━━ DATASET CONTENT

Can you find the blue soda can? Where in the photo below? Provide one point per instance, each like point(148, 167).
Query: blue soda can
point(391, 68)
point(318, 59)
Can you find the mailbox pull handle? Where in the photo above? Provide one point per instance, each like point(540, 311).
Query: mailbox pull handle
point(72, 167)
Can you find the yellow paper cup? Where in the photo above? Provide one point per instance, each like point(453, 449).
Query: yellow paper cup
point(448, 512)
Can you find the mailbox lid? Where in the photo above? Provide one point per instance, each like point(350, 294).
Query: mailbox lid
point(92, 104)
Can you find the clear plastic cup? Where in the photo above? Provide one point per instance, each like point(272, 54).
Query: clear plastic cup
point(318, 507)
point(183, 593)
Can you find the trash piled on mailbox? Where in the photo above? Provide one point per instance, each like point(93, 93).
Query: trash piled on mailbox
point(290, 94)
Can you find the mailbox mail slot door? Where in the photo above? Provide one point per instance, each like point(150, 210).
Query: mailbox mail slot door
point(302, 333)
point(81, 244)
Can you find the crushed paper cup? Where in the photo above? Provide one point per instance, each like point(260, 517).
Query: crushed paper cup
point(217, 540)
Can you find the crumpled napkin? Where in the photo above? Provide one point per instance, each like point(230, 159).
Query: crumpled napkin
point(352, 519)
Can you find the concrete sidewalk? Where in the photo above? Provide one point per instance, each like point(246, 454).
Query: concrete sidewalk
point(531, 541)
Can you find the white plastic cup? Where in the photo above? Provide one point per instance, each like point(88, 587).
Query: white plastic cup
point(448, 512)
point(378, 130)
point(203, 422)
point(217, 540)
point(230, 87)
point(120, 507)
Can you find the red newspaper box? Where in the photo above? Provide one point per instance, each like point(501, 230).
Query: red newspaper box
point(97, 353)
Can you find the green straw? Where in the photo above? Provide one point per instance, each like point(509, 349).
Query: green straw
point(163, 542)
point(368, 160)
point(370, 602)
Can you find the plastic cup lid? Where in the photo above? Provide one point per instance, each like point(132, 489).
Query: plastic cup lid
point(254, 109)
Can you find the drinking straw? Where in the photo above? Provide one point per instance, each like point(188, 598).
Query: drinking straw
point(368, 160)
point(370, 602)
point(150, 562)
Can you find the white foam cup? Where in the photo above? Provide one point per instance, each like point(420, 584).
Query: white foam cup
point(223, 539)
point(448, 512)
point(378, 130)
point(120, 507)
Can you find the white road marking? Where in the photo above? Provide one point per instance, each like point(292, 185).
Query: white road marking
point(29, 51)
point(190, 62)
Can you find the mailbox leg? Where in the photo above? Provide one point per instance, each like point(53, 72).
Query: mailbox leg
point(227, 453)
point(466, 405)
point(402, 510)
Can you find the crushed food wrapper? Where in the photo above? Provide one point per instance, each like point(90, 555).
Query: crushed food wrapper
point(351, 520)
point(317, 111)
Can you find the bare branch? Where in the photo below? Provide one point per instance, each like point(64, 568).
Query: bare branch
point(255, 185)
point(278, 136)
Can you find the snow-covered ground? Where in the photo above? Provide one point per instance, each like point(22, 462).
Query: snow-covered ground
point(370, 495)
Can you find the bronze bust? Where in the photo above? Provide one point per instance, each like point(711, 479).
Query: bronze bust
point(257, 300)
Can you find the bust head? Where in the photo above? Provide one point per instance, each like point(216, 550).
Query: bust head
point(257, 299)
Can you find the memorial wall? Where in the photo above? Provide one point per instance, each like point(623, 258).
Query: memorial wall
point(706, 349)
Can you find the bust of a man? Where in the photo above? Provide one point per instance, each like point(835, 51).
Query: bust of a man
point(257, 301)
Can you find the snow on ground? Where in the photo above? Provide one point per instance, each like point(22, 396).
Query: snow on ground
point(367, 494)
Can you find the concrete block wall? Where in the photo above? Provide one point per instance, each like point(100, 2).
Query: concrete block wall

━━━━

= WRITTEN TASK =
Extract the entries above verbatim.

= REPLY =
Can you find the blue soda can? Where in the photo below? Provide one point per instance, each like point(148, 167).
Query: blue soda can
point(391, 68)
point(318, 59)
Can you find the mailbox pull handle? Where in the photo above? Provide one point per instance, each like point(540, 311).
Query: mailbox pull handle
point(72, 167)
Can you find the yellow paper cup? Where in the photo above? Provide one point per instance, each like point(453, 449).
Query: yellow paper cup
point(448, 512)
Can you find the mailbox lid? Where in the photo above? Provide one point per instance, each like point(350, 294).
Query: mailbox lid
point(92, 104)
Can you find the clear plastic cup? Where in the photo above? Provide one point per instance, each like point(272, 54).
Query: clear plastic cup
point(318, 507)
point(183, 593)
Can you find the trash piled on mailbox? Where in the photo above? Provide one point per instance, each like point(93, 93).
Query: trash piled on mailbox
point(290, 94)
Can you find the mailbox mail slot door? Where in the photo above? Provide one point per instance, each like point(150, 210).
Query: mailbox mail slot door
point(302, 333)
point(81, 244)
Can you find the crushed paper cup? Where in the photo above? Provide one point per instance, each like point(260, 517).
Query: crushed paper cup
point(217, 540)
Can you find the crumpled napkin? Where in the photo above? Provide one point per instance, each like point(230, 159).
Query: crumpled napkin
point(352, 519)
Can you find the concrete sidewalk? Where in the photo above? Provide one point per instance, each like point(246, 454).
Query: concrete sidewalk
point(531, 541)
Can you find the white plastic cup? Where in the photo above? Provide one point per instance, each like point(88, 587).
Query: white plastic cup
point(448, 512)
point(378, 130)
point(203, 422)
point(217, 540)
point(230, 87)
point(120, 507)
Can you find the red newspaper box? Where in the photo above? Provide one point per instance, each like point(501, 230).
Query: red newspaper box
point(97, 353)
Can you find the green straw? Where in the photo above? Provide one point per instance, each like point(509, 349).
Query: green straw
point(163, 542)
point(368, 160)
point(370, 602)
Can you find the plastic cup lid? Where in the photo above? Provide one point per instance, each like point(132, 489).
Query: plastic cup lid
point(254, 109)
Can you find the drinking straw? Where in the photo above? Provide one point per instance, each like point(188, 598).
Query: drinking straw
point(368, 160)
point(370, 602)
point(150, 562)
Can you find the white foam cup? Where in the photo above? Provide one point per instance, each like point(420, 584).
Query: white foam cup
point(223, 539)
point(448, 512)
point(378, 130)
point(120, 507)
Can you find the white road marking? Where in the photo above? Provide one point per instance, each like point(292, 185).
Query: white road marking
point(29, 51)
point(190, 62)
Can you find the mailbox leg? Where in the photo above? Provide one point per instance, each like point(53, 72).
Query: mailbox leg
point(227, 453)
point(466, 405)
point(402, 510)
Can you find the crushed food wrapper? Where in the photo above? Provide one point per instance, each like point(90, 555).
Query: crushed food wrapper
point(351, 520)
point(317, 111)
Can you find the bare branch? Where in the photo below? Provide one point per instance, each like point(64, 568).
Query: bare branch
point(255, 185)
point(278, 136)
Can you find the snow-covered ground? Where in the photo above? Provide one point per instance, each like point(22, 462).
Query: snow-covered ground
point(370, 495)
Can you find the bronze bust? Where in the photo above? Provide one point per instance, each like point(711, 479).
Query: bronze bust
point(257, 300)
Can you find the bust head? Where in the photo above? Provide one point per instance, each like point(216, 550).
Query: bust head
point(257, 299)
Can you find the memorial wall? Where in the photo above? Provide one point per instance, each like point(623, 258).
Query: memorial wall
point(706, 349)
Can you find the bust of a man? Where in the photo above? Provide one point per instance, each like point(835, 51).
Query: bust of a man
point(257, 301)
Can you find the snow on ground? Where in the photo above? Provide one point per instance, each like point(22, 396).
Query: snow on ground
point(367, 494)
Can you find the concrete block wall? Where in the photo above? Provide one point per instance, each like point(100, 2).
Query: concrete block wall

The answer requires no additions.